> _DATASET EXTRACT_
- - - - -
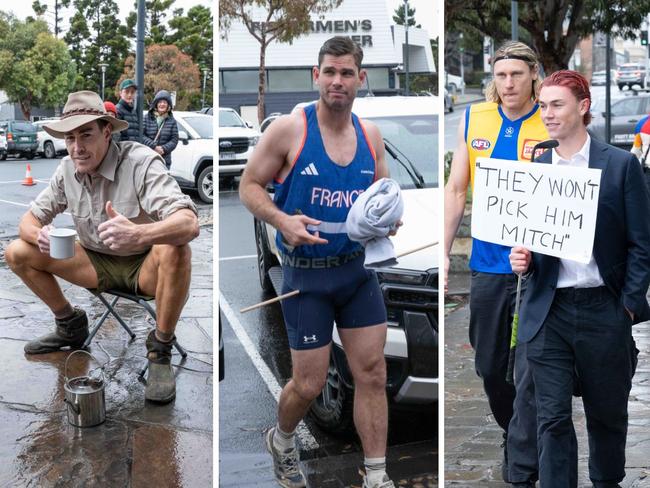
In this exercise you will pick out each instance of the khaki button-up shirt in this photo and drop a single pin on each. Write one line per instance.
(132, 176)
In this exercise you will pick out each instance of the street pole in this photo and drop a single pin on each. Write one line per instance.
(608, 62)
(103, 66)
(139, 66)
(205, 76)
(406, 53)
(462, 67)
(514, 15)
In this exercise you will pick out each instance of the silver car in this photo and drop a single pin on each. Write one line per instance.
(626, 112)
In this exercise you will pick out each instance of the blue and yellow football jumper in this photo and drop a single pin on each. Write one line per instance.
(489, 133)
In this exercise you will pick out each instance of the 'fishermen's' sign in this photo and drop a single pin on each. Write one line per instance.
(545, 208)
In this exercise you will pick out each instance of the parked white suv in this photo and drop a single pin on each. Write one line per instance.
(192, 158)
(48, 146)
(237, 139)
(409, 126)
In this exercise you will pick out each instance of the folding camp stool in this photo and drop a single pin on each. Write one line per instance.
(110, 309)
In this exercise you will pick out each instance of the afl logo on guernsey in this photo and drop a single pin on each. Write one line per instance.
(481, 144)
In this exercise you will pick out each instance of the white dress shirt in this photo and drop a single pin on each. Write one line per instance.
(573, 273)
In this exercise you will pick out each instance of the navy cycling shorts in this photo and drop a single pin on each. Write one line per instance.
(348, 295)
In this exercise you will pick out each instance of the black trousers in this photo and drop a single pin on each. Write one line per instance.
(587, 338)
(492, 305)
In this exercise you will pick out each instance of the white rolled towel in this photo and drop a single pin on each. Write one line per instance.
(372, 216)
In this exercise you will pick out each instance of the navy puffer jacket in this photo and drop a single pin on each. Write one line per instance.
(167, 133)
(128, 113)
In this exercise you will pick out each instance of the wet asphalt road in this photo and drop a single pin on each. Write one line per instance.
(141, 444)
(247, 406)
(15, 198)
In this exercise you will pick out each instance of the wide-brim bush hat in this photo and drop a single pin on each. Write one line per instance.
(81, 108)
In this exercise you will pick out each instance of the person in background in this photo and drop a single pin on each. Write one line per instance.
(112, 111)
(126, 111)
(160, 131)
(641, 146)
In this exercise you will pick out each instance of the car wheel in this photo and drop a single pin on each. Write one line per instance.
(332, 409)
(49, 151)
(265, 258)
(205, 185)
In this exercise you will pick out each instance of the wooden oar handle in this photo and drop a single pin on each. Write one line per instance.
(268, 302)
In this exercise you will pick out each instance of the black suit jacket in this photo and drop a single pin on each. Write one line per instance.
(621, 243)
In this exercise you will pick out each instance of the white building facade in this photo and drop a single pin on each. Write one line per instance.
(289, 66)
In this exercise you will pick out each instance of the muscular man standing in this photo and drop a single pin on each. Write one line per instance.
(507, 126)
(324, 149)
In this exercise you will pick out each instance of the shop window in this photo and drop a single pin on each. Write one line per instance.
(240, 81)
(289, 80)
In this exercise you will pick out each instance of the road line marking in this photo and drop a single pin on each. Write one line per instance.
(234, 258)
(306, 438)
(20, 181)
(27, 205)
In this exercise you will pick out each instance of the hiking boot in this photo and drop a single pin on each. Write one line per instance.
(505, 474)
(285, 464)
(385, 483)
(71, 332)
(161, 384)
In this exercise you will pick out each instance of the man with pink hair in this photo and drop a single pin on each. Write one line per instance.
(576, 319)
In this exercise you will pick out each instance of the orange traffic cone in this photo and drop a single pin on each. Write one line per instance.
(28, 181)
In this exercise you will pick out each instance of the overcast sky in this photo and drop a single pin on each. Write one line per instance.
(23, 8)
(425, 10)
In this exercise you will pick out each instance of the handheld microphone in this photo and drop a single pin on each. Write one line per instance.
(550, 144)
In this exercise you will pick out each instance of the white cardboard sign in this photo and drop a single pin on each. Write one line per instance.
(546, 208)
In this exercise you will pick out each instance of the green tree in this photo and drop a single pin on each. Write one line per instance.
(155, 27)
(192, 34)
(35, 67)
(398, 16)
(554, 27)
(41, 9)
(95, 37)
(283, 22)
(167, 68)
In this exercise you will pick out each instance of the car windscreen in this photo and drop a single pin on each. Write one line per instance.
(230, 119)
(202, 125)
(23, 127)
(416, 138)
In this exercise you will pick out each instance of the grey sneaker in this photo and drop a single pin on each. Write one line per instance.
(71, 332)
(161, 384)
(385, 483)
(285, 465)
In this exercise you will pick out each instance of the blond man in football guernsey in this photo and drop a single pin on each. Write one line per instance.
(506, 126)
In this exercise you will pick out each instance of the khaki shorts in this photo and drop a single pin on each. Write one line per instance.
(116, 272)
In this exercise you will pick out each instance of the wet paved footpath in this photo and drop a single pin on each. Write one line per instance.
(472, 437)
(140, 444)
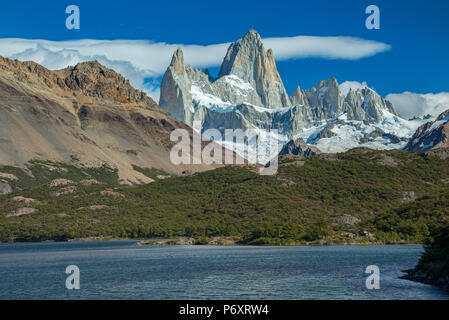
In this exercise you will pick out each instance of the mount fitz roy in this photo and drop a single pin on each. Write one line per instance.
(249, 94)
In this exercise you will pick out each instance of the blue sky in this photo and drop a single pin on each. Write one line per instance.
(416, 30)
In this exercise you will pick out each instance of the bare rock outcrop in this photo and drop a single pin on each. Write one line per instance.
(431, 135)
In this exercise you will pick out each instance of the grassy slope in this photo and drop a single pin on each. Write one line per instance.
(302, 204)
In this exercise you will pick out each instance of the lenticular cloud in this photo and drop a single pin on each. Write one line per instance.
(142, 62)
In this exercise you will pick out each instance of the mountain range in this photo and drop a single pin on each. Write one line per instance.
(248, 93)
(87, 114)
(90, 116)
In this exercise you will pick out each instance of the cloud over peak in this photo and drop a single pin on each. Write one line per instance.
(142, 61)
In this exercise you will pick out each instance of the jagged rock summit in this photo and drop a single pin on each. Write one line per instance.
(87, 112)
(249, 61)
(249, 94)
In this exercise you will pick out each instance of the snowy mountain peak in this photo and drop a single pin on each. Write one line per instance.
(247, 59)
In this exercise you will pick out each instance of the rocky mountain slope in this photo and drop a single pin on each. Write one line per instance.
(431, 135)
(86, 114)
(249, 94)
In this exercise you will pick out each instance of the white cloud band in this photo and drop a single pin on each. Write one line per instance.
(409, 104)
(139, 60)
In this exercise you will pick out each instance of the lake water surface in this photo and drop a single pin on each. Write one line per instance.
(122, 270)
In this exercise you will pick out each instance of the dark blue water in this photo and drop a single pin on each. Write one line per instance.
(121, 270)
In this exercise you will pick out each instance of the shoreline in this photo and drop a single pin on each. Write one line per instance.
(159, 242)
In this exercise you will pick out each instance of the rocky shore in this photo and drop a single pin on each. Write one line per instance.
(427, 278)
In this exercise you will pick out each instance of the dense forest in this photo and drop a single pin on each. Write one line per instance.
(358, 197)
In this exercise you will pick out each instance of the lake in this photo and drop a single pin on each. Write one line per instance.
(122, 270)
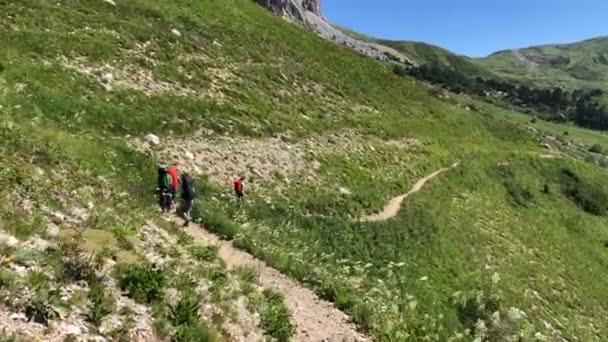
- - - - -
> _BRIEF_
Pick out every line in the items above that contains the word "shorts".

> _SOLUTION TO THIS PROBLEM_
In this exercise you will pick out each instance of the navy cycling shorts in this photo and drop a single pin on each. Write one line per instance.
In this exercise you will pick out each instance of the khaki shorts in this photo and drop a single pin on each. Write one line per instance.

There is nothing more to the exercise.